**Work required**. Exactly the lines from the line that has "# test: point on every instance of the dirt" through the final line below are to be retyped, and the pictures are not.
++++++
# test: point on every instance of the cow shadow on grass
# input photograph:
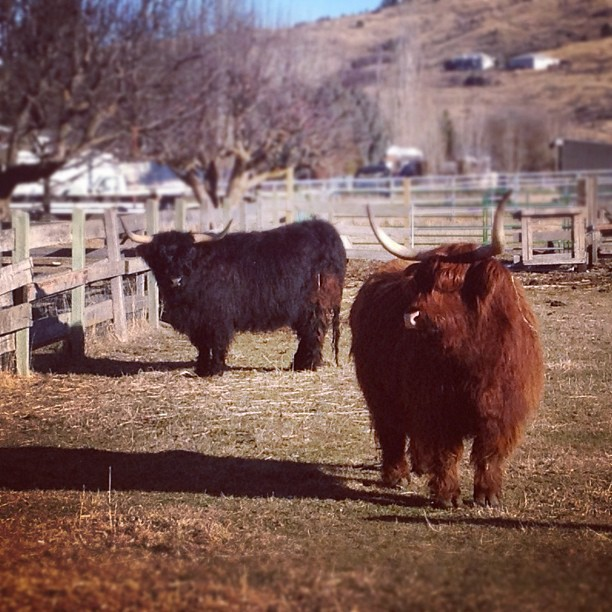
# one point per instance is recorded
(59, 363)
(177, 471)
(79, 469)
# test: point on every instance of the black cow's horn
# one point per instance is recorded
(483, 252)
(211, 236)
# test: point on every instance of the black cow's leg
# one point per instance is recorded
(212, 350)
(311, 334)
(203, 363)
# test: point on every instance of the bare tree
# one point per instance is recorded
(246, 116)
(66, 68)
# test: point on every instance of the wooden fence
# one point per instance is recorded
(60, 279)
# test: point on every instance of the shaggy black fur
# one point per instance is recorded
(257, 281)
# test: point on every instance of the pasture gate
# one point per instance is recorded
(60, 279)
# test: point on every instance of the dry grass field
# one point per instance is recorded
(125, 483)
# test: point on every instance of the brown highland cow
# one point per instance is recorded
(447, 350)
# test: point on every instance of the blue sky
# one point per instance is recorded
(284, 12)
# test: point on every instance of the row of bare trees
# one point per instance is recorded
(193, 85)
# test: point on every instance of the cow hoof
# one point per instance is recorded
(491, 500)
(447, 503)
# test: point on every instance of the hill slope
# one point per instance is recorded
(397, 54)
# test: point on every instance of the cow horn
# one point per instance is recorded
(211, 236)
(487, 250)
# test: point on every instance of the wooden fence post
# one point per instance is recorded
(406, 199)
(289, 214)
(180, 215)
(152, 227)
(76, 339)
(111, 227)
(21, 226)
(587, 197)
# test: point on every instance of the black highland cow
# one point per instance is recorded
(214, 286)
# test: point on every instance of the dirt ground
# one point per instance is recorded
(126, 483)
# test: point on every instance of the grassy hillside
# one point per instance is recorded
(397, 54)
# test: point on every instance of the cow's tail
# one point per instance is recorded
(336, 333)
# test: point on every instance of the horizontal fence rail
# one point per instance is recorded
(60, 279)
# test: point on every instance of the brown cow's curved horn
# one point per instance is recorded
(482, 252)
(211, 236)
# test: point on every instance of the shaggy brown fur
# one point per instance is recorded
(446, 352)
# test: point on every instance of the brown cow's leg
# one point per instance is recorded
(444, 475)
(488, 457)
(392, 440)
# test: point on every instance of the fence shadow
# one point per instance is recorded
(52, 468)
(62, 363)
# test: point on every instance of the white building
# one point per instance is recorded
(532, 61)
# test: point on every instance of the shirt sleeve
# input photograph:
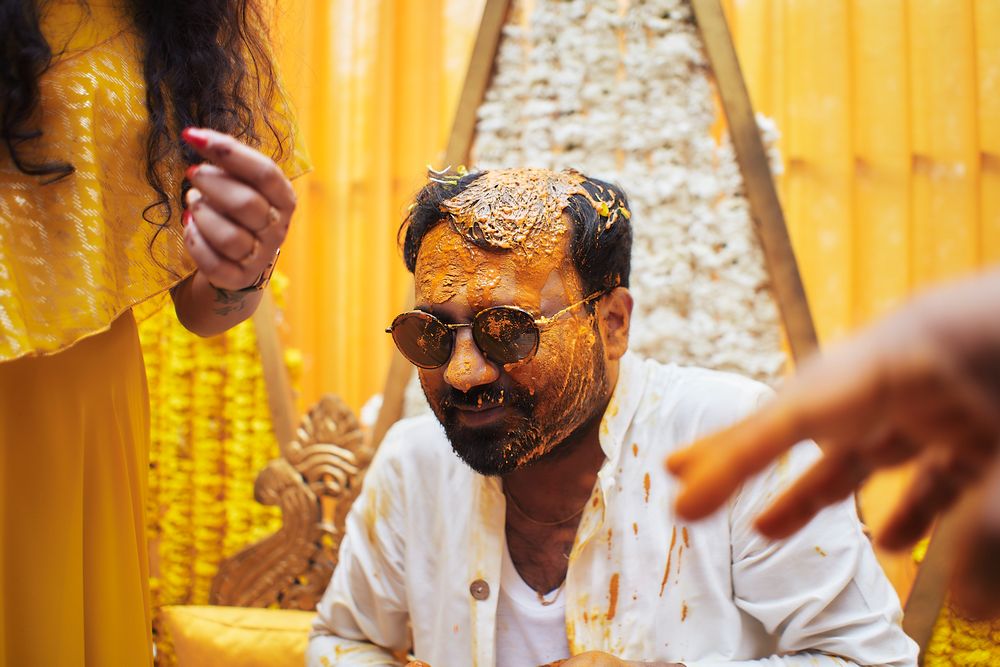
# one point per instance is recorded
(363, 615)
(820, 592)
++++++
**The result**.
# test: point on every instance of the dirt ground
# one point per instance is recorded
(126, 483)
# test: point on every instance of the grassy hillside
# one point per instance is recorded
(397, 54)
# test: point on every instance of the cow's tail
# one point per instance is recorded
(336, 333)
# test: point on every instance of the horizontal fence rail
# one point per instance is recorded
(60, 279)
# test: point on every instance of the brown cow's curved horn
# one point per instance is recorded
(482, 252)
(211, 236)
# test: point on every instance of the shaggy brown fur
# one point per instance is recorded
(446, 352)
# test: point on every instance of the brown cow's leg
# one point per instance is recorded
(444, 475)
(488, 457)
(392, 440)
# test: point on every instance of the fence shadow
# one point per instance is recorded
(52, 468)
(62, 363)
# test: point on every instance of the white building
# one point per instance is recorded
(532, 61)
# test: point on every instance of the shirt sleeve
# input photograph:
# one point per instance is recorded
(363, 615)
(820, 592)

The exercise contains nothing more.